In [57]:
# Torch
import torch
import torch.nn as nn
import torch.nn.functional as F
from torch.utils.data import DataLoader

from torch_geometric.nn import GCNConv
from torch_geometric.nn import global_mean_pool
from torch_geometric.data import DataLoader

# OGB
from ogb.graphproppred import PygGraphPropPredDataset

# Utils
import tqdm

In [None]:
# useful stuff
# https://colab.research.google.com/drive/1I8a0DfQ3fI7Njc62__mVXUlcAleUclnb#scrollTo=HvhgQoO8Svw4
# https://ogb.stanford.edu/docs/graphprop/#ogbg-mol

### Data loading

In [58]:
BATCH_SIZE = 32

dataset = PygGraphPropPredDataset(name = "ogbg-molhiv")

split_idx = dataset.get_idx_split() 
train_loader = DataLoader(dataset[split_idx["train"]], batch_size=32, shuffle=True)
valid_loader = DataLoader(dataset[split_idx["valid"]], batch_size=32, shuffle=False)
test_loader = DataLoader(dataset[split_idx["test"]], batch_size=32, shuffle=False)



In [71]:
# Example of molecule graph and target label
print(dataset[0])
print(dataset.num_node_features)
print(dataset.y)
print(f"Number of graphs: {len(dataset)}")
print(f"Class balance: {dataset.y.sum()}")

Data(edge_index=[2, 40], edge_attr=[40, 3], x=[19, 9], y=[1, 1], num_nodes=19)
9
tensor([[0],
        [0],
        [0],
        ...,
        [0],
        [0],
        [0]])
Number of graphs: 41127
Class balance: 1443


### GCN model

In [64]:
class GCN(torch.nn.Module):
    def __init__(self, hidden_channels):
        super(GCN, self).__init__()
        self.conv1 = GCNConv(dataset.num_node_features, hidden_channels)
        self.conv2 = GCNConv(hidden_channels, hidden_channels)
        self.lin = nn.Linear(hidden_channels, dataset.num_classes)

    def forward(self, x, edge_index, batch):
        # Conv layers
        x = self.conv1(x, edge_index)
        x = x.relu()
        x = self.conv2(x, edge_index)
        # Readout layer
        x = global_mean_pool(x, batch)
        x = self.lin(x)

*Tasks to complete*
[1] Answer these questions about the graph classification notebook:
(a) What batch size do the data loaders use?
(b) How many graphs does the printed output report for the dataset?
(c) Which pooling function does the readout layer call?
[2] Pick up the graph classification notebook after its final statement and continue the code.

Boundary labeling items
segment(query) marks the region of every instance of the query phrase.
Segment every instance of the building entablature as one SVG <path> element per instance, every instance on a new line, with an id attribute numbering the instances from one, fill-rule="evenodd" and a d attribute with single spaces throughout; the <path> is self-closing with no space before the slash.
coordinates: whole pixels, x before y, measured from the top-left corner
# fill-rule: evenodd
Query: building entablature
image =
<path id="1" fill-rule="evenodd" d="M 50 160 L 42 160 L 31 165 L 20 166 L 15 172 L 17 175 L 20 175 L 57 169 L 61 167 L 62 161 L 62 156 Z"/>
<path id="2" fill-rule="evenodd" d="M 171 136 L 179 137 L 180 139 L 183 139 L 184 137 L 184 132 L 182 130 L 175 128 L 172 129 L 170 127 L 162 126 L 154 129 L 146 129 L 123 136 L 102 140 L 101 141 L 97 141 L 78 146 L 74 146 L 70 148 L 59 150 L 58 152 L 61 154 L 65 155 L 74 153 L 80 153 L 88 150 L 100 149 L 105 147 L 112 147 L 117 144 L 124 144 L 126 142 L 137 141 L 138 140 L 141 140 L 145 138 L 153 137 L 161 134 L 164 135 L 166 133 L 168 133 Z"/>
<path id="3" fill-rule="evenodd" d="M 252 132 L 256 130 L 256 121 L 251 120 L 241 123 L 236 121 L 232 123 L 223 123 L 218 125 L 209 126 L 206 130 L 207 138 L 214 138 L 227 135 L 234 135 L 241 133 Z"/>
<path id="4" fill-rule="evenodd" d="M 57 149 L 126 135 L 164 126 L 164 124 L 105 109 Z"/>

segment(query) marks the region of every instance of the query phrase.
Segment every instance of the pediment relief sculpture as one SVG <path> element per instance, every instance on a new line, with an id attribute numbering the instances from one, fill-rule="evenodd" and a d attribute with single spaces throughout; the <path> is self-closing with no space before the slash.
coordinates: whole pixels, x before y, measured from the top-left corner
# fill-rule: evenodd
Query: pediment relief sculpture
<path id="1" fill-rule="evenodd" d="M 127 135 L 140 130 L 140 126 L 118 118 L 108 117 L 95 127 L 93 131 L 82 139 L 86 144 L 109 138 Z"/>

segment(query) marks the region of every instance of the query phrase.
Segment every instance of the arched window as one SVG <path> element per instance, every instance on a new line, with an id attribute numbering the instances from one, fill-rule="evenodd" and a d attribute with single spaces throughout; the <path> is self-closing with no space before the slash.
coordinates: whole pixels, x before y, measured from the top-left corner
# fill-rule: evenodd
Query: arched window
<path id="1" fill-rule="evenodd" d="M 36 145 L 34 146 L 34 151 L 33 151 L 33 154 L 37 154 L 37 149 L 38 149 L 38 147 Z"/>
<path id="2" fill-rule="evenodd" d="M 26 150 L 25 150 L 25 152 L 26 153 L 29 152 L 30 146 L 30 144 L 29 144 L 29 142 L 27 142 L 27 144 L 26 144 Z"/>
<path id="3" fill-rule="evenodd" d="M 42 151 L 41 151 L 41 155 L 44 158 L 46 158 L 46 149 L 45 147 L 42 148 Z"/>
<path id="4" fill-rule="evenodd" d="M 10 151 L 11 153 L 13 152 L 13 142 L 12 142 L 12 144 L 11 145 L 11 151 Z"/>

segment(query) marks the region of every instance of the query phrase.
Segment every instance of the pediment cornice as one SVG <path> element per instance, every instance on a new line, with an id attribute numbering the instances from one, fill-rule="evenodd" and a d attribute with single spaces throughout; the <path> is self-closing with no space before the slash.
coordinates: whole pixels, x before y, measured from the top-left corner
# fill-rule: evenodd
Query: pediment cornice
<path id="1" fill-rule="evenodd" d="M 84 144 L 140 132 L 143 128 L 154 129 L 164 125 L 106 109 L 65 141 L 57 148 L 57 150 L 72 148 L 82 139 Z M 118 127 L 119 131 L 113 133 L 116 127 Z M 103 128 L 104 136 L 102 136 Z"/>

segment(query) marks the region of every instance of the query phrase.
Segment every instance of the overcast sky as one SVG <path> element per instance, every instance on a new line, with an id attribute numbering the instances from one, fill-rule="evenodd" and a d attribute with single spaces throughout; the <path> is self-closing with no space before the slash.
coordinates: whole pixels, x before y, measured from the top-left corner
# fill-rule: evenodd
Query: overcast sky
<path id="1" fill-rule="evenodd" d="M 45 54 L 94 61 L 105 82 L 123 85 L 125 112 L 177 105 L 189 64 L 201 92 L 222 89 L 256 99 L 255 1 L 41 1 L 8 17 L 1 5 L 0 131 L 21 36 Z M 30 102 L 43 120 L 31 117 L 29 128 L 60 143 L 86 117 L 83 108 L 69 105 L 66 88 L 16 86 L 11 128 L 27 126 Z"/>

*Answers to the exercise*
[1]
(a) 32
(b) 41127
(c) global_mean_pool

[2]
        return x

In [65]:
def train(model, optimizer, loss_fun):
    for data in train_loader:
        out = model(data.x.float(), data.edge_index, data.batch)
        loss = loss_fun(out, torch.reshape(data.y, (-1,)))
        loss.backward()
        optimizer.step()
        optimizer.zero_grad()

In [66]:
def validate(loader, model):
    model.eval()
    correct = 0
    for data in loader:
        out = model(data.x.float(), data.edge_index, data.batch)  
        pred = out.argmax(dim=1)
        correct += int((pred == torch.reshape(data.y, (-1,))).sum())
    acc = correct / len(loader.dataset)
    return acc

In [67]:
model = GCN(4)
optimizer = torch.optim.Adam(model.parameters(), lr=0.01)
loss_fun = nn.CrossEntropyLoss()

model.train()
for epoch in tqdm.tqdm(range(20)):
    train(model, optimizer, loss_fun)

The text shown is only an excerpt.